§ WHAT IS BEING ASKED: Reproduce every line of the data below verbatim, leaving the pictures out.

··· EXTRACTED ENTRIES

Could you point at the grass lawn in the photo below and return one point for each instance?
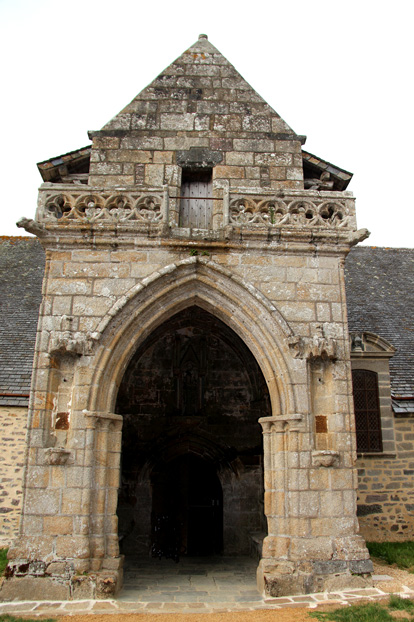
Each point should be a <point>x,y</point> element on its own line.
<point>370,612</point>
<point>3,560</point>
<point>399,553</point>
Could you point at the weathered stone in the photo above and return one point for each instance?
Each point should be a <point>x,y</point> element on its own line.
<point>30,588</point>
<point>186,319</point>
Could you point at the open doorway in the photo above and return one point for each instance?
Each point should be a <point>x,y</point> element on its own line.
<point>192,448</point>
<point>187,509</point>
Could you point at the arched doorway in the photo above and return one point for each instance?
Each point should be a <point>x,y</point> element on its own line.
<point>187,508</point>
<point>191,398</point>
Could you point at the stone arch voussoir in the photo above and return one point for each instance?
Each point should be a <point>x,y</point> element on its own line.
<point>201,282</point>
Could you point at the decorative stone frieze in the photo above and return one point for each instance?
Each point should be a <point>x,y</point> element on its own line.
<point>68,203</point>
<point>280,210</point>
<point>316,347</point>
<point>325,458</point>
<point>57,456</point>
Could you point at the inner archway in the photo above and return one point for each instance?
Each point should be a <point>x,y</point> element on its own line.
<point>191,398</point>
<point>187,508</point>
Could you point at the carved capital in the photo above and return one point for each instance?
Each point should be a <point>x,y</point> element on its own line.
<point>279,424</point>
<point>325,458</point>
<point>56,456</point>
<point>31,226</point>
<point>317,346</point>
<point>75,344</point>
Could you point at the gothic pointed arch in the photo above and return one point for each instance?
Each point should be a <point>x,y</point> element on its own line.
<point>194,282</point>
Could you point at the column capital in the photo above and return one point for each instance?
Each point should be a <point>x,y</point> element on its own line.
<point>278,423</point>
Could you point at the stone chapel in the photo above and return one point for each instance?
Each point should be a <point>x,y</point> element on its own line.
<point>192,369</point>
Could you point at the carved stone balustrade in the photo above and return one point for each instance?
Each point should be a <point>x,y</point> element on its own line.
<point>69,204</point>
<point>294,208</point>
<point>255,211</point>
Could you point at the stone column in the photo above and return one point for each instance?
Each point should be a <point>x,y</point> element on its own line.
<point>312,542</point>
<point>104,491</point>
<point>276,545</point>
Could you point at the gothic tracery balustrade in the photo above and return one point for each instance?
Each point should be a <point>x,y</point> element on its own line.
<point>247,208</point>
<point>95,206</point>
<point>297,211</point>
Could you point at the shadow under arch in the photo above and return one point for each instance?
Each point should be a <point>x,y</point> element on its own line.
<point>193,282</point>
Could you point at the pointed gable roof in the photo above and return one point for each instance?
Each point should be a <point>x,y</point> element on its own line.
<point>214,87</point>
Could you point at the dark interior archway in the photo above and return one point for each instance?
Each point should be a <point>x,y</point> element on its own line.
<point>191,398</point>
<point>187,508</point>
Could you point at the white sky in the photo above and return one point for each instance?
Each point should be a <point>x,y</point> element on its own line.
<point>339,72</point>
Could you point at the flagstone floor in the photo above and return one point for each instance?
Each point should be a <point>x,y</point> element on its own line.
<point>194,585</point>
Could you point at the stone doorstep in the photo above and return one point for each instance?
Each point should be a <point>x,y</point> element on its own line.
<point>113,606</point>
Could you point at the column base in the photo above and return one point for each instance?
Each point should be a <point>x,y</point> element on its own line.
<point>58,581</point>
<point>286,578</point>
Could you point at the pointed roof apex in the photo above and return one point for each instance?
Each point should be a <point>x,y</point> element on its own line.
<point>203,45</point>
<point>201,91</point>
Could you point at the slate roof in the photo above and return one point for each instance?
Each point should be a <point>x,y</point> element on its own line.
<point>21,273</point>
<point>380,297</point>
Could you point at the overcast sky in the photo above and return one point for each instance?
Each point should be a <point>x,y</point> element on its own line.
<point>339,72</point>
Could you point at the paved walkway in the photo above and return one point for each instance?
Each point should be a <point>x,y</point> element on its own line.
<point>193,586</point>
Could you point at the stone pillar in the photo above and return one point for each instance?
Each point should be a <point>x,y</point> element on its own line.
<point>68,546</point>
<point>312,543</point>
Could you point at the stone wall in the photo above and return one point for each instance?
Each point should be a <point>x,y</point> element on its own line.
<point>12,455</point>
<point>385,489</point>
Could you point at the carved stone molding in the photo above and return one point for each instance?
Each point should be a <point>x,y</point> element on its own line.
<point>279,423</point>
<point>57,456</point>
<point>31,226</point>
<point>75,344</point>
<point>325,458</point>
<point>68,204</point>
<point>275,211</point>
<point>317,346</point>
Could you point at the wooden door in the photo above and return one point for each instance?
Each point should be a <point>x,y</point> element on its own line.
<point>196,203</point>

······

§ EXERCISE RESPONSE:
Could you point at the grass lawn in the photo below and return one point for each instance?
Each point should be a <point>x,y</point> element on its own line.
<point>370,612</point>
<point>3,560</point>
<point>399,553</point>
Could you point at the weathered stone in the photo above and return one point for each instance?
Each point should be a <point>x,y</point> element on its own line.
<point>30,588</point>
<point>186,319</point>
Could you point at the open doorway in the photo above and return one point for each instance?
Each point should be a <point>x,y</point> element on its own line.
<point>192,448</point>
<point>187,509</point>
Could you point at the arched doorway in the photo above and return one point for each instance?
Each point should be a <point>x,y</point> element on its own line.
<point>187,508</point>
<point>191,398</point>
Could you point at the stone arch voussoir in the photo above and return one point for each instance?
Each point should be a <point>x,y</point> element on its own line.
<point>201,282</point>
Could you point at the decorative stone frieze in the photo above and return one point for each instance?
Each point should be a <point>x,y</point> element on its own line.
<point>68,203</point>
<point>280,210</point>
<point>316,347</point>
<point>325,458</point>
<point>57,456</point>
Could you point at the inner archway in the photo above and return one point for each instance?
Each point should be a <point>x,y</point> element on its own line.
<point>191,398</point>
<point>187,508</point>
Could you point at the carved capital in the photo above and return one point for each instance?
Each point should be a <point>x,y</point> element on its own line.
<point>279,424</point>
<point>325,458</point>
<point>56,456</point>
<point>31,226</point>
<point>317,346</point>
<point>75,344</point>
Could you point at the gothic pointed arch in the photo above and return one point for each instance?
Each point should be a <point>x,y</point> element on its own line.
<point>194,282</point>
Could you point at the column capital in the photo above and return one point for each instance?
Each point should be a <point>x,y</point> element on its own line.
<point>278,423</point>
Could you point at the stone chapel in the photo above and return one point for each instance?
Each point should be a <point>x,y</point> element on its own line.
<point>192,369</point>
Could you point at the carved stone balustrade in the photo above and return one point for each instance?
Each point should be a <point>x,y</point> element on its own line.
<point>69,204</point>
<point>294,208</point>
<point>255,211</point>
Could you point at the stone column in the photo above and return one point for each instance?
Each point should be a <point>x,y</point> element on its own line.
<point>312,542</point>
<point>104,491</point>
<point>276,545</point>
Could you point at the gothic tracery balustrade in the photo above and return one point for each instance?
Each point should be a <point>x,y</point> element on its own line.
<point>247,208</point>
<point>95,206</point>
<point>297,211</point>
Could you point at the shadow under arch in the photo above and return one point for each instance?
Each point should be a <point>x,y</point> element on its own line.
<point>193,282</point>
Could you point at the pointed gable roof in the photo above and return one point for each instance?
Each point should be a <point>x,y</point> element on its own line.
<point>214,87</point>
Could you point at the dark interior archway in the photo above and return one point for each instance?
Each point should be a <point>x,y</point> element on its own line.
<point>191,398</point>
<point>187,508</point>
Could you point at the white sky in the photo above and return one point for each instance?
Each point should be a <point>x,y</point> element on its own line.
<point>339,72</point>
Could you point at the flagstone floor in the photo above and return one point for each instance?
Each point should be a <point>x,y</point> element on its own line.
<point>194,585</point>
Could you point at the stone doorstep in the photo above and return one point for each instance?
Each point should be a <point>x,y</point> element on its own line.
<point>113,606</point>
Could you point at the column base in the photo above and return one point for each instance?
Each point should be a <point>x,y</point> element on its own line.
<point>58,581</point>
<point>286,578</point>
Could you point at the pointed roof apex in the photo above and return one point for each instance?
Each point should be a <point>x,y</point> element on its own line.
<point>203,45</point>
<point>201,91</point>
Could you point at the slate roof in the photo above and return one point for each instance?
Each point should be a <point>x,y</point> element on its own line.
<point>21,273</point>
<point>380,297</point>
Could you point at the overcast sky in the photo above and return one point for each instance?
Each point should be a <point>x,y</point> element on its own line.
<point>339,72</point>
Could you point at the paved walkway in the photo above and return one point for each instance?
Each point should be a <point>x,y</point> element on its own line.
<point>193,586</point>
Could you point at the stone pillar in the photo above and return one point for each instance?
Each point should be a <point>x,y</point> element on its own line.
<point>68,546</point>
<point>312,543</point>
Could you point at the stone wall in the photo above and return one point for each instance?
Each point should be a <point>x,y</point> element on its own line.
<point>12,455</point>
<point>385,489</point>
Could you point at the carved stone molding in the photo above and return one point for each instance?
Each point should be a <point>x,y</point> element on its own line.
<point>279,423</point>
<point>57,456</point>
<point>31,226</point>
<point>75,344</point>
<point>325,458</point>
<point>68,204</point>
<point>275,211</point>
<point>317,346</point>
Could you point at the wooden door in the photo above and return one point for each instance?
Each point should be a <point>x,y</point> element on its own line.
<point>196,203</point>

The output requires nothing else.